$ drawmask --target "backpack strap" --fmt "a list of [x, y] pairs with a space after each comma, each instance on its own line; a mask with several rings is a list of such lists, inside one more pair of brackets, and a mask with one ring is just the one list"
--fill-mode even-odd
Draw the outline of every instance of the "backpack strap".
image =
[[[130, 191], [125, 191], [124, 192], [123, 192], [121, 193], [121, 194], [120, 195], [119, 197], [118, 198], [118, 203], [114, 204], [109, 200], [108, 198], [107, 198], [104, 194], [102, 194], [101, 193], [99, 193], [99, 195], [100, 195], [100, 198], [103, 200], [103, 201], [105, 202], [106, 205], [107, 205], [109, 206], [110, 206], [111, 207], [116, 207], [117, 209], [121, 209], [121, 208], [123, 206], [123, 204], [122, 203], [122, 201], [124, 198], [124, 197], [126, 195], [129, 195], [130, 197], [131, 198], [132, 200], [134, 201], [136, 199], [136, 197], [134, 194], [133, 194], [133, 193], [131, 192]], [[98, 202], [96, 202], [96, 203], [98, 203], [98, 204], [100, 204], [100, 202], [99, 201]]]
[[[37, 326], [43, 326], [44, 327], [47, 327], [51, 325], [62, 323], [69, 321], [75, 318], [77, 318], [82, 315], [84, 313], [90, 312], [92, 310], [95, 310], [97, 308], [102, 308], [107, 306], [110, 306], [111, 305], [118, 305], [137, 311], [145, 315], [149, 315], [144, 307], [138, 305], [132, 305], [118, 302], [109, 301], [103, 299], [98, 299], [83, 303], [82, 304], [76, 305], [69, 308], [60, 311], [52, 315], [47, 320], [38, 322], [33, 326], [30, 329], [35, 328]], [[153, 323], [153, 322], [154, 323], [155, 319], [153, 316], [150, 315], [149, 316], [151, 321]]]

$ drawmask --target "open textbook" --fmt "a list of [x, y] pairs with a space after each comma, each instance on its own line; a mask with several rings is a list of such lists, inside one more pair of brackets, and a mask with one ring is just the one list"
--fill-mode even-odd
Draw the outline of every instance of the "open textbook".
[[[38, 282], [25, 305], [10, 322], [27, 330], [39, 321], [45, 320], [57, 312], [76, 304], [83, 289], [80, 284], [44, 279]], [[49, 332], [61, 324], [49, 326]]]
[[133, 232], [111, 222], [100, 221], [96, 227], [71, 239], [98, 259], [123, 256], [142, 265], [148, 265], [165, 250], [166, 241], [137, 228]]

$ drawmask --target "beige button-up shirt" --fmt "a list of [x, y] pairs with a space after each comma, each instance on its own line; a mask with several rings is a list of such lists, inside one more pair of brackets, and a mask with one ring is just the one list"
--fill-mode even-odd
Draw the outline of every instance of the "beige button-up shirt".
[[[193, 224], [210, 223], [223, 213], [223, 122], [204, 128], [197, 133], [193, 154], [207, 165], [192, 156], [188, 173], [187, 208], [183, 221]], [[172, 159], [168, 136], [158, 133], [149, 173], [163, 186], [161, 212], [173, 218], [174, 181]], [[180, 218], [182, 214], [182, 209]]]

*-*-*

:: AIM ::
Pick out every line of the records that contains the string "backpack", matching case exactly, and copy each one in full.

:: CORRECT RESPONSE ::
$ drawmask --target "backpack strap" --fmt "a list of [x, y] pairs with a space after each comma, each instance on its own line; a mask with several rings is a list of such lists, inside one more pair of brackets, and a mask with one ring is just the one list"
Draw the outline of every instance of the "backpack strap".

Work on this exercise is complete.